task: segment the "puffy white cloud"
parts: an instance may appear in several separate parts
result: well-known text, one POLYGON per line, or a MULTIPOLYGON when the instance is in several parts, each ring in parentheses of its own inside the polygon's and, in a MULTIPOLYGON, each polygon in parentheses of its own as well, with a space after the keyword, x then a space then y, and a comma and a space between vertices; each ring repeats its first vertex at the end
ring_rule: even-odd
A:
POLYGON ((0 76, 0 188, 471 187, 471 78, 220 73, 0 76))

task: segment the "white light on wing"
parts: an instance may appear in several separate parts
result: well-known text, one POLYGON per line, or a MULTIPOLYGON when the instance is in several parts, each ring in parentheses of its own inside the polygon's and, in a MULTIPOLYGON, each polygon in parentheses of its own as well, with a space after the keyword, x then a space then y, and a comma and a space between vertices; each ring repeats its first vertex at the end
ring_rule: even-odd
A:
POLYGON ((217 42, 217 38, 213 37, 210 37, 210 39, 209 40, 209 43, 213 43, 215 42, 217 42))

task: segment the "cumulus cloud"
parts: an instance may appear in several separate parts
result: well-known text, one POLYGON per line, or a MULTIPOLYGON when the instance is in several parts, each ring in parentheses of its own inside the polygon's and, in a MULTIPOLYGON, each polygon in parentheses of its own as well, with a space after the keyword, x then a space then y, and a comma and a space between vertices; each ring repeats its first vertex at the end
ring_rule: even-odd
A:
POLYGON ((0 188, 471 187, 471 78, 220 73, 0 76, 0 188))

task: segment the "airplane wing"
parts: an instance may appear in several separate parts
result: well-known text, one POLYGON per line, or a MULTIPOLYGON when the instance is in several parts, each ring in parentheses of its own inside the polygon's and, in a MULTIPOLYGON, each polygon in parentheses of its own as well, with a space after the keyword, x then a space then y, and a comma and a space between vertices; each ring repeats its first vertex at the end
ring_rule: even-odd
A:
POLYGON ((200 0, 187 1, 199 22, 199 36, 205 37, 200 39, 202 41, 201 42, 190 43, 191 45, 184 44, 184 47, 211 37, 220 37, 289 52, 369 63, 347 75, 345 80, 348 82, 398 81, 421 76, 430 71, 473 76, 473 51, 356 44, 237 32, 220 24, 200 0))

SET PROBLEM
Copy out every one of the records above line for line, with no changes of any kind.

TASK ANSWER
task: segment the "puffy white cloud"
parts: an instance may appear in several separate parts
result: well-known text, one POLYGON per line, or a MULTIPOLYGON when the instance is in several parts, each ring in parentheses of its own inside the polygon's and, in a MULTIPOLYGON, each polygon in parentheses of its own as well, with a space after the keyword, x then a space then y, and a comma and a space between vertices; each ring repeats its first vertex at the end
ring_rule: even-odd
A:
POLYGON ((0 76, 0 188, 471 187, 471 78, 220 73, 0 76))

task: segment the "white light on wing"
parts: an instance may appear in several separate parts
result: well-known text, one POLYGON per line, or a MULTIPOLYGON when the instance is in several parts, each ring in parentheses of its own inside the polygon's and, in a MULTIPOLYGON, each polygon in parentheses of its own as well, with a space after the keyword, x then a space then y, and a comma and a space between vertices; each ring repeats its first vertex at the end
ring_rule: even-odd
A:
POLYGON ((217 42, 217 38, 213 37, 210 37, 210 39, 209 40, 209 43, 213 43, 215 42, 217 42))

task: segment the "cumulus cloud"
parts: an instance may appear in several separate parts
result: well-known text, one POLYGON per line, or a MULTIPOLYGON when the instance is in several parts, each ring in parentheses of its own inside the polygon's and, in a MULTIPOLYGON, each polygon in parentheses of its own as well, with a space after the keyword, x then a space then y, and a comma and a space between vertices; each ring repeats its first vertex at the end
ring_rule: even-odd
A:
POLYGON ((0 188, 471 187, 471 78, 220 73, 0 76, 0 188))

task: segment the "airplane wing"
parts: an instance may appear in several separate parts
result: well-known text, one POLYGON per line, or a MULTIPOLYGON when the instance is in several parts, each ring in parentheses of its own inside the polygon's and, in a MULTIPOLYGON, each polygon in parentheses of its own as well, with a space after the keyword, x then a space then y, and a comma and a space between vertices; each ring repeats its first vertex at the end
ring_rule: even-odd
A:
POLYGON ((200 0, 187 1, 199 22, 199 36, 205 37, 200 39, 202 41, 201 42, 190 43, 191 45, 184 44, 184 47, 211 37, 220 37, 289 52, 369 63, 347 75, 345 80, 348 82, 398 81, 421 76, 430 71, 473 76, 473 51, 356 44, 237 32, 220 24, 200 0))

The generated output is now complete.